#### Required work:
Emit the line that holds "Practice step: point at the woman's leg" and all lines following it through the end of the data, verbatim, and nothing else.

#### Collected data:
________________________________________

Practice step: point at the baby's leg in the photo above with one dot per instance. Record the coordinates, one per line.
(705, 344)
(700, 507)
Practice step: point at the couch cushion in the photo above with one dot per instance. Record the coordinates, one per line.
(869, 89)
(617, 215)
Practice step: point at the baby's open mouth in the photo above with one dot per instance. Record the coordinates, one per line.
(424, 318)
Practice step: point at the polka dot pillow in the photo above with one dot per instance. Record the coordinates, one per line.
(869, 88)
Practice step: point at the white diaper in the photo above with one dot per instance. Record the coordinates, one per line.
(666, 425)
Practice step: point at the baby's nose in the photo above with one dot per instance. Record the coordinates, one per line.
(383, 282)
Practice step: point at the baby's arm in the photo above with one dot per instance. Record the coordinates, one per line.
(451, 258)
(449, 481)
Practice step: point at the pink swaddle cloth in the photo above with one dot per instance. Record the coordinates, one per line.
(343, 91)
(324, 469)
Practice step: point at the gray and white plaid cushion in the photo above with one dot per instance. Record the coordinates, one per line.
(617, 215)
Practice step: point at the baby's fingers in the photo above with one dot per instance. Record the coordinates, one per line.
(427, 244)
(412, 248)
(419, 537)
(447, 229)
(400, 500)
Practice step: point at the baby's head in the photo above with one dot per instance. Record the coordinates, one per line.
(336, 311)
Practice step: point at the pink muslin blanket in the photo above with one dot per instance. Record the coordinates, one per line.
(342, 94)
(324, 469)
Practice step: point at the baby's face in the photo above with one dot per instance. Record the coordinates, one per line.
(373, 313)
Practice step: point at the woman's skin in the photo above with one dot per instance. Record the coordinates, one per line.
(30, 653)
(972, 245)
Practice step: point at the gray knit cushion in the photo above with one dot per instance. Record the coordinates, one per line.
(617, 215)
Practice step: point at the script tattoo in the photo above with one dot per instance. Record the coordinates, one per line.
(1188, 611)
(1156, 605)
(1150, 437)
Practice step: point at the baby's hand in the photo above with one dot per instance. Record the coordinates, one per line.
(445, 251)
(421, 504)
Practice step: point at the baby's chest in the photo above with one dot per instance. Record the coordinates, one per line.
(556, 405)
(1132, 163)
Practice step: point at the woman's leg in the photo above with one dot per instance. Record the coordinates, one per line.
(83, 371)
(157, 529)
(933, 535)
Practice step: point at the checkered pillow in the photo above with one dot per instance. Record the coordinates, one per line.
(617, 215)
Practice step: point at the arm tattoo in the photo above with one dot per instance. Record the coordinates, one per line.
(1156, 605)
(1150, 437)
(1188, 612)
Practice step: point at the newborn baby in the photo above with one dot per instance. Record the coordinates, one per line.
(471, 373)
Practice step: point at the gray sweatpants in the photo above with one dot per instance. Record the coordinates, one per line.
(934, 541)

________________________________________

#### Result of this exercise:
Practice step: point at the woman's leg in the photo above with one dot per instance. Record the coordinates, one per line.
(83, 371)
(157, 529)
(933, 535)
Practice step: point at the checkered pillow in the photo above with one dot per instance. Record the coordinates, one per line.
(617, 215)
Practice step: point at the arm tattoo in the photo above with one dot per instance. Record the coordinates, one per line.
(1156, 605)
(1150, 437)
(1188, 612)
Practice step: point at the newborn baby in the photo above with one dot per instance. Record the coordinates, one per line.
(471, 373)
Practice step: point at the gray sweatpants in the photo above with one dot per instance. Record the coordinates, one per line.
(934, 541)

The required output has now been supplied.